EXERCISE DATA Start Marker

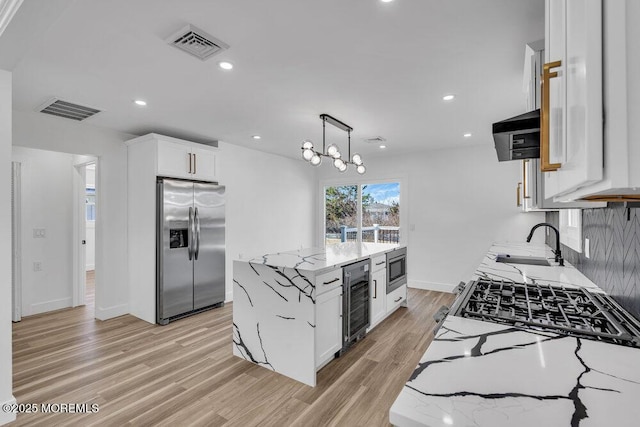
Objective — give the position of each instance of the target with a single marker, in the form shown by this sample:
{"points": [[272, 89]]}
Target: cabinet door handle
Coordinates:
{"points": [[524, 179], [545, 162]]}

EXERCISE DATA End Marker

-- PROBLEM TO WORK ON --
Return every record above exactly as written, but drop the pictures.

-- RESULT OF THIS TASK --
Objective — give the position of each instance of the target with a single marker, in the form shown by this sample:
{"points": [[272, 89]]}
Target: cabinet door handle
Coordinates:
{"points": [[524, 179], [545, 162]]}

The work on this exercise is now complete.